● What you should do
Retype every item below character for character, changing nothing.
══ Records for the exercise
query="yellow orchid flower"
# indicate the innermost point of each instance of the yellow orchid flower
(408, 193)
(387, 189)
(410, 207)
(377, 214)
════
● Finished task
query="yellow orchid flower"
# indicate the innermost point of each instance of the yellow orchid flower
(408, 193)
(387, 189)
(410, 207)
(377, 214)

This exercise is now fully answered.